Men at Higher Risk of Dying From COVID, Needing Intensive Care Treatment, Study Shows

New research suggests that COVID-19 has more fatal and serious impacts on men than on women.

A new study published in Nature Communications found that men infected with the virus are three times more likely to require hospitalization in an intensive care unit and are at a significantly higher risk of death.

While men and women are equally likely to contract COVID-19—"exactly half" of the confirmed cases were male patients—men are 39 percent more likely to die from the virus.

"These data may help doctors to recognize that sex is a risk factor for severe disease when managing patients," co-author Kate Webb told Agence France-Presse.

"Sex is an under reported variable in many studies and this is a reminder that it is an important factor to consider in research," Webb said.

Researchers, who analyzed over 3 million confirmed cases of coronavirus from 46 countries and 44 U.S. states, found the trend to be global.

The authors said two key biological differences put women at an advantage of fighting off grave forms of the virus.

For one, women naturally produce more type I interferon proteins, which is important for the early response in COVID-19.

"Type I interferon proteins are an important component of the immune response to viral infections," co-author Claire Deakin told Newsweek.

|---|

AIM OF THE TASK
Quote the passage of the article on men's COVID-19 risk that begins with the words containing "Men at Higher" and ends with "from the virus.".

|---|

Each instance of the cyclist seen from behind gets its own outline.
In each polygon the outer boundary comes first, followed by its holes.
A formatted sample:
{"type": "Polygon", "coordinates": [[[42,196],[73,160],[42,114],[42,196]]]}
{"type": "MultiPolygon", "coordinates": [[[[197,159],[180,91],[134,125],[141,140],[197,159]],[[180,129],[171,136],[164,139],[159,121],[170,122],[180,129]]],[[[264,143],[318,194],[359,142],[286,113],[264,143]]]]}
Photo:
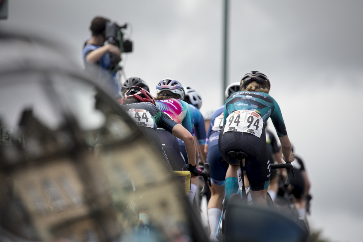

|---|

EXERCISE SOLUTION
Men at Higher Risk of Dying From COVID, Needing Intensive Care Treatment, Study Shows

New research suggests that COVID-19 has more fatal and serious impacts on men than on women.

A new study published in Nature Communications found that men infected with the virus are three times more likely to require hospitalization in an intensive care unit and are at a significantly higher risk of death.

While men and women are equally likely to contract COVID-19—"exactly half" of the confirmed cases were male patients—men are 39 percent more likely to die from the virus.